Tras las elecciones de ayer, volvemos a enfrentar la doble incertidumbre de si las nuevas Cortes serán capaces esta vez de investir un gobierno y de cuál será su composición política. Desde luego la existencia de opciones diferentes implica que la agenda que se proponga el nuevo gobierno puede ser radicalmente distinta en muchos campos muy relevantes como la política económica, la política social, las relaciones con los socios europeos, la educación, etc., etc. Sin embargo, la duda sobre qué fuerzas políticas liderarán el gobierno no debería afectar, aunque suene extraño, a las reformas que se han de emprender para luchar contra la corrupción.

Datos de anotación por puntos
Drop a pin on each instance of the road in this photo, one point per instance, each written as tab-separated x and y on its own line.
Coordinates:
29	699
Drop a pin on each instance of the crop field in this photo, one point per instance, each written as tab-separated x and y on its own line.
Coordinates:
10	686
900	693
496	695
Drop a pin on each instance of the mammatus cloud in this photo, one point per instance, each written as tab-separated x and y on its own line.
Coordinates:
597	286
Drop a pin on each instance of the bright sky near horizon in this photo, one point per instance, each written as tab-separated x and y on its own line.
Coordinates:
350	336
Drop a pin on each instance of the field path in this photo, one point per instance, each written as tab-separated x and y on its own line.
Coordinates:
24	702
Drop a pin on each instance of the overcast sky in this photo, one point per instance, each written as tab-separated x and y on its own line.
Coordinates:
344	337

**Tareas a realizar**.
a - Enumera los campos en los que, según el fragmento sobre las elecciones, la agenda del nuevo gobierno puede ser radicalmente distinta.
b - Por favor, transcribe el fragmento sobre las elecciones desde "Tras las elecciones" hasta "contra la corrupción.", ambos incluidos.
Las entradas no guardan relación con el fragmento.

**Respuestas del ejercicio**.
a - La política económica, la política social, las relaciones con los socios europeos y la educación.

b -
Tras las elecciones de ayer, volvemos a enfrentar la doble incertidumbre de si las nuevas Cortes serán capaces esta vez de investir un gobierno y de cuál será su composición política. Desde luego la existencia de opciones diferentes implica que la agenda que se proponga el nuevo gobierno puede ser radicalmente distinta en muchos campos muy relevantes como la política económica, la política social, las relaciones con los socios europeos, la educación, etc., etc. Sin embargo, la duda sobre qué fuerzas políticas liderarán el gobierno no debería afectar, aunque suene extraño, a las reformas que se han de emprender para luchar contra la corrupción.